Exercise data: Begin

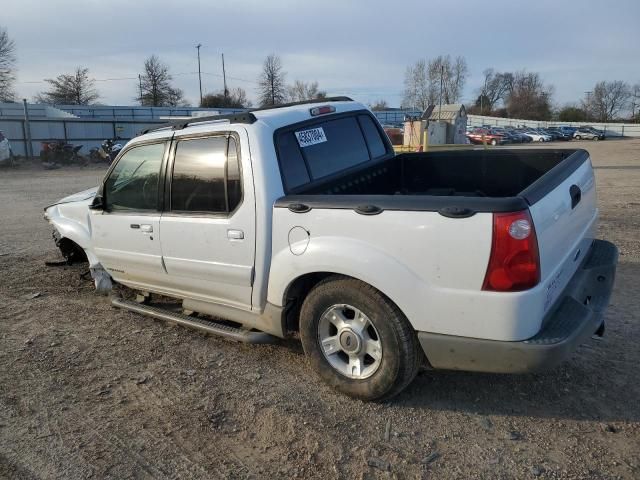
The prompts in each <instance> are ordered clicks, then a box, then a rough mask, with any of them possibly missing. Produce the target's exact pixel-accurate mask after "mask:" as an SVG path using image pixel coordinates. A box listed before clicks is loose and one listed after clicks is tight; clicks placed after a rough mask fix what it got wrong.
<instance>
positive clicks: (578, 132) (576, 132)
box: [573, 127, 604, 141]
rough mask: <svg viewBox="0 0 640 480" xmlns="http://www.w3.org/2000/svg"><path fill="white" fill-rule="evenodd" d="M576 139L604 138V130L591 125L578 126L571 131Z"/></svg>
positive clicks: (596, 139)
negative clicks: (591, 125) (593, 128)
mask: <svg viewBox="0 0 640 480" xmlns="http://www.w3.org/2000/svg"><path fill="white" fill-rule="evenodd" d="M573 138H575V139H576V140H595V141H598V140H604V132H602V131H600V130H595V129H593V128H591V127H580V128H578V129H577V130H576V131H575V132H574V133H573Z"/></svg>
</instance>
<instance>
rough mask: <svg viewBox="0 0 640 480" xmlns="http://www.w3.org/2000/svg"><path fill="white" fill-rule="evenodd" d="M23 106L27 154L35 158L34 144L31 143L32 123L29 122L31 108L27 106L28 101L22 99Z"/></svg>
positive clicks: (31, 157) (25, 142) (23, 99)
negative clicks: (31, 124)
mask: <svg viewBox="0 0 640 480" xmlns="http://www.w3.org/2000/svg"><path fill="white" fill-rule="evenodd" d="M22 106H23V107H24V134H25V135H24V136H25V137H26V142H25V143H26V145H25V146H26V147H27V148H26V150H27V151H26V152H25V153H26V154H27V155H29V158H33V143H32V142H31V123H30V122H29V107H28V106H27V99H26V98H23V99H22Z"/></svg>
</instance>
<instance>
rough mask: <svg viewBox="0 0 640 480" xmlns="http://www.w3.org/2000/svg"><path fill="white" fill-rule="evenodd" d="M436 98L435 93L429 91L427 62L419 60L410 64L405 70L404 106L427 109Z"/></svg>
mask: <svg viewBox="0 0 640 480" xmlns="http://www.w3.org/2000/svg"><path fill="white" fill-rule="evenodd" d="M434 100H435V96H434V93H433V92H430V91H429V78H428V76H427V62H426V61H425V60H418V61H417V62H416V63H415V65H410V66H408V67H407V70H406V71H405V74H404V94H403V99H402V107H403V108H413V109H418V110H426V108H427V107H428V106H429V105H431V104H433V103H434Z"/></svg>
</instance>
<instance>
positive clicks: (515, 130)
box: [507, 129, 532, 143]
mask: <svg viewBox="0 0 640 480" xmlns="http://www.w3.org/2000/svg"><path fill="white" fill-rule="evenodd" d="M507 131H508V132H509V133H510V134H511V136H512V137H513V138H514V140H515V142H516V143H529V142H531V141H532V140H531V137H529V136H528V135H525V134H524V132H521V131H519V130H515V129H512V130H507Z"/></svg>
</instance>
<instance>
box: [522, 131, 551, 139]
mask: <svg viewBox="0 0 640 480" xmlns="http://www.w3.org/2000/svg"><path fill="white" fill-rule="evenodd" d="M524 134H525V135H527V136H528V137H530V138H531V140H533V141H534V142H550V141H551V135H547V134H544V133H540V132H536V131H533V130H527V131H526V132H524Z"/></svg>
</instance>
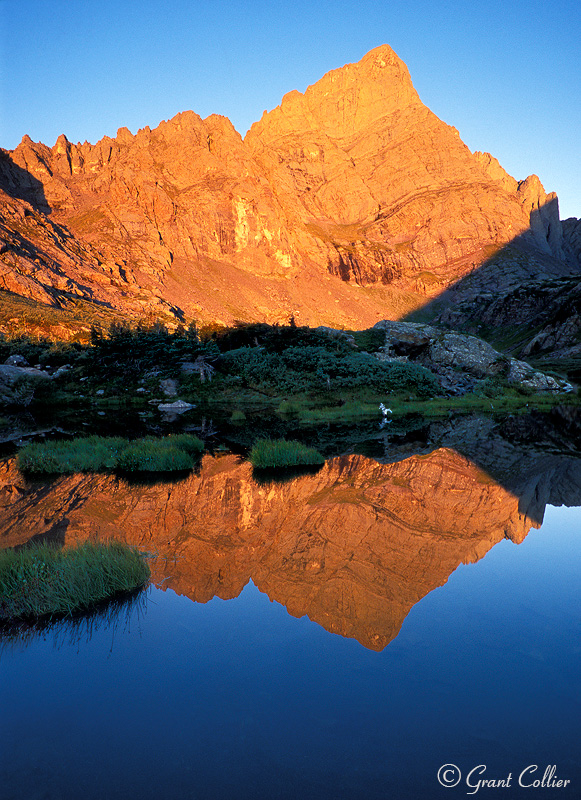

Exercise data: End

» What you should do
Can you restate all the records above word for word while dropping the pictures?

» Result for this exercise
The prompts in each <instance> are ordered clicks, then a box, then a rough mask, with any of them possibly missing. Produce the target's exact pixel-accurate mask after "mask:" as an SVG path using image pixel coordinates. A box listed before clicks is loose and one listed after clicks is tight; clicks placed after a rough mask fix what it got wrong.
<instance>
positive clicks: (578, 132) (576, 132)
box: [573, 127, 604, 141]
rough mask: <svg viewBox="0 0 640 480" xmlns="http://www.w3.org/2000/svg"><path fill="white" fill-rule="evenodd" d="M576 139L604 138V130L591 125L578 126L571 131Z"/></svg>
positive clicks: (596, 139)
negative clicks: (591, 125) (593, 128)
mask: <svg viewBox="0 0 640 480" xmlns="http://www.w3.org/2000/svg"><path fill="white" fill-rule="evenodd" d="M573 138H575V139H576V140H595V141H598V140H604V132H602V131H600V130H595V129H593V128H591V127H580V128H578V129H577V130H576V131H575V132H574V133H573Z"/></svg>
</instance>
<instance>
rough mask: <svg viewBox="0 0 640 480" xmlns="http://www.w3.org/2000/svg"><path fill="white" fill-rule="evenodd" d="M23 106L27 154L35 158L34 144L31 143L32 123L29 122L31 108L27 106L28 101L22 99Z"/></svg>
positive clicks: (31, 157) (25, 142) (23, 99)
negative clicks: (31, 124)
mask: <svg viewBox="0 0 640 480" xmlns="http://www.w3.org/2000/svg"><path fill="white" fill-rule="evenodd" d="M22 106H23V107H24V134H25V135H24V136H25V137H26V142H25V143H26V145H25V146H26V147H27V148H26V150H27V151H26V152H25V153H26V154H27V155H29V158H33V143H32V142H31V123H30V122H29V107H28V106H27V99H26V98H23V99H22Z"/></svg>
</instance>
<instance>
rough mask: <svg viewBox="0 0 640 480" xmlns="http://www.w3.org/2000/svg"><path fill="white" fill-rule="evenodd" d="M436 98L435 93L429 91L427 62L419 60L410 64L405 70L404 106L427 109Z"/></svg>
mask: <svg viewBox="0 0 640 480" xmlns="http://www.w3.org/2000/svg"><path fill="white" fill-rule="evenodd" d="M434 100H435V96H434V93H433V92H430V91H429V78H428V76H427V62H426V61H425V60H418V61H417V62H416V63H415V65H410V66H408V67H407V70H406V71H405V74H404V94H403V99H402V107H403V108H413V109H418V110H426V108H427V107H428V106H429V105H431V104H433V103H434Z"/></svg>
</instance>
<instance>
positive clicks: (515, 130)
box: [507, 129, 532, 143]
mask: <svg viewBox="0 0 640 480" xmlns="http://www.w3.org/2000/svg"><path fill="white" fill-rule="evenodd" d="M507 131H508V132H509V133H510V134H511V136H512V137H513V138H514V140H515V142H516V143H529V142H531V141H532V140H531V137H529V136H528V135H525V134H524V132H521V131H519V130H515V129H512V130H507Z"/></svg>
</instance>
<instance>
box: [522, 131, 551, 139]
mask: <svg viewBox="0 0 640 480" xmlns="http://www.w3.org/2000/svg"><path fill="white" fill-rule="evenodd" d="M524 134H525V135H527V136H528V137H530V138H531V140H533V141H534V142H550V141H551V135H547V134H544V133H540V132H536V131H533V130H527V131H526V132H524Z"/></svg>
</instance>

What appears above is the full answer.